DOCUMENT.
......

While text messages have been the norm for spam, sophisticated spammers are deploying other schemes. Image spam, which embeds an email's message as a picture, is particularly troublesome. Because image spam contains no web links or text, it's difficult to detect and stop. It is often combined with meaningless English text to further confuse spam filters. Anti-spam software provider--and recent Cisco acquisition--IronPort estimates image spam accounts for 3% of worldwide spam and growing. And in what's being called one of the ten worst global email spam outbreaks so far this year, some five billion spam messages were sent to recipients on June 13th using a first-ever, professionally-looking PDF file that advertised a pump-and-dump scam for a German stock.
Every AITP member can help in the effort to eliminate spam by adhering to some simple PC and email usage guidelines. The most important thing you can do to reduce unwanted email is to not give out your email address to organizations or websites that are not reputable or serve a clear business function. A best practice is to never use your business email address for any personal use, social networking sites or address books on the Internet.
Another step you can take is never leave your PC (at home or at work) idle for more than 30 minutes and connected to the Internet. Some spambots roam the Internet looking for idle PCs to gain access to access to Microsoft Outlook contact lists. Company firewalls can stop them, but do you have firewall protection at home? Or on the road?
Finally, spotting spam before you open it is a plus. Sometimes spam messages contain code that report back to the sender as soon as a message is opened, teaching the spammer that your email address is valid. More spam is sure to follow.

......

DIRECTIVE A. From the spam article, list every use it says a business email address should never be put to.
DIRECTIVE B. In the rows, start at the line that has "on the distant" and stop after the line that has "x=157, y=46". Write those lines out again with "noun phrase" renamed to "short description" and everything else left the same.

......

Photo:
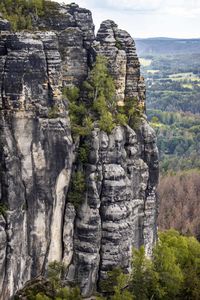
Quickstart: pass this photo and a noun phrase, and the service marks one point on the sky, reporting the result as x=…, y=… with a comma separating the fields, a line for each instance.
x=148, y=18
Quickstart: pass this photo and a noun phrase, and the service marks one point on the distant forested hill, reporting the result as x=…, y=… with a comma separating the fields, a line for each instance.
x=171, y=68
x=157, y=46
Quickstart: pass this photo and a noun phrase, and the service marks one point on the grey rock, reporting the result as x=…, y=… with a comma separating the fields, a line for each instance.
x=37, y=156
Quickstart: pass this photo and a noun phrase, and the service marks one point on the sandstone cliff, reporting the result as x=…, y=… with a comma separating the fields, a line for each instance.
x=37, y=155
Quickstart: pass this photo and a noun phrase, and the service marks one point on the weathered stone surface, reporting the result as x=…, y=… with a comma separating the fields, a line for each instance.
x=37, y=156
x=119, y=48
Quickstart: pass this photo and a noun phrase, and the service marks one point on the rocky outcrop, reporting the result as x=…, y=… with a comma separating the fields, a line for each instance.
x=37, y=223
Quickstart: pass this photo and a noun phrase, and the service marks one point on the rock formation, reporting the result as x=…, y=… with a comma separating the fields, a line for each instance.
x=37, y=222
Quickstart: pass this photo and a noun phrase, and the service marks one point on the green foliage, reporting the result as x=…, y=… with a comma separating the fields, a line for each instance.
x=178, y=139
x=20, y=12
x=111, y=281
x=116, y=285
x=97, y=104
x=185, y=260
x=77, y=189
x=53, y=112
x=83, y=152
x=68, y=294
x=133, y=111
x=41, y=296
x=173, y=272
x=120, y=289
x=106, y=122
x=144, y=279
x=118, y=44
x=55, y=271
x=3, y=209
x=81, y=124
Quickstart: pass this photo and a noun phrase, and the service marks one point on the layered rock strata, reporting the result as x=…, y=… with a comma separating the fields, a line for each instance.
x=38, y=225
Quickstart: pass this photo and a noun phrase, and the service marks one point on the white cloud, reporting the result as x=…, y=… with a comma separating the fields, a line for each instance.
x=146, y=18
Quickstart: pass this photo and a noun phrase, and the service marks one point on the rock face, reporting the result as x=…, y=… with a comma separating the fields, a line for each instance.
x=37, y=223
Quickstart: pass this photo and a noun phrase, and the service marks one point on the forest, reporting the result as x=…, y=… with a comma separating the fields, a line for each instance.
x=173, y=272
x=173, y=109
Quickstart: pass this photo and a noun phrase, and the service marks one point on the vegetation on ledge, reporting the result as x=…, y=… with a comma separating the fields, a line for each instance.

......

REPLY A.
personal use
social networking sites
address books on the Internet

REPLY B.
Quickstart: pass this photo and a short description, and the service marks one point on the distant forested hill, reporting the result as x=…, y=… with a comma separating the fields, a line for each instance.
x=171, y=68
x=157, y=46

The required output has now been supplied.